» **Stated exercise**
Count how many lines in the records below contain the word "point", and reply with only that number.

» **Given entries**
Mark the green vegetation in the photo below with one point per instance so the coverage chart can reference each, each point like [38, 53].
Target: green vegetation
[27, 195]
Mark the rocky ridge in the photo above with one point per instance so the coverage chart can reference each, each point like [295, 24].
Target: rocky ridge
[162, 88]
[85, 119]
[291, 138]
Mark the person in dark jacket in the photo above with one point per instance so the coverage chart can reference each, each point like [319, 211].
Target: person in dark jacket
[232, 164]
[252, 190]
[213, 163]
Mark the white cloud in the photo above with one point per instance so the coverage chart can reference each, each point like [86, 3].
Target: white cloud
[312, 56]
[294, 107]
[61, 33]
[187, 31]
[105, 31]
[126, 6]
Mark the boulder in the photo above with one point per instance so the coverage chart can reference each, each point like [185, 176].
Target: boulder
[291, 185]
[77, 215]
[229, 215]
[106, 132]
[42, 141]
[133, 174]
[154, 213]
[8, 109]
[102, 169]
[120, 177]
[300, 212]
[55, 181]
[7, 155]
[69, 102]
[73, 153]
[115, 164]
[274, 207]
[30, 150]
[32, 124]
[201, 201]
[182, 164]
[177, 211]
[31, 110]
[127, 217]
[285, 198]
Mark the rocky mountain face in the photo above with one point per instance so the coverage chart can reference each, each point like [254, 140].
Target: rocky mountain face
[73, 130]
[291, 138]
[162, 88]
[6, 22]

* * *

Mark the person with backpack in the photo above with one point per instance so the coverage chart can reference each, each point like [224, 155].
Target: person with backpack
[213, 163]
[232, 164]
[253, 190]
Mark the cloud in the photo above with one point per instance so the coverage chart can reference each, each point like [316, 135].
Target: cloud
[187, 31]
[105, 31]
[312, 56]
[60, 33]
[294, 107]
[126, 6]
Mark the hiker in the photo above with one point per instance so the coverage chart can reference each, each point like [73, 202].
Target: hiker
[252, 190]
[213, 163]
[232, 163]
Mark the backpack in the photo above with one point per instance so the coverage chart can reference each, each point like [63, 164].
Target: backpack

» **Exercise solution**
10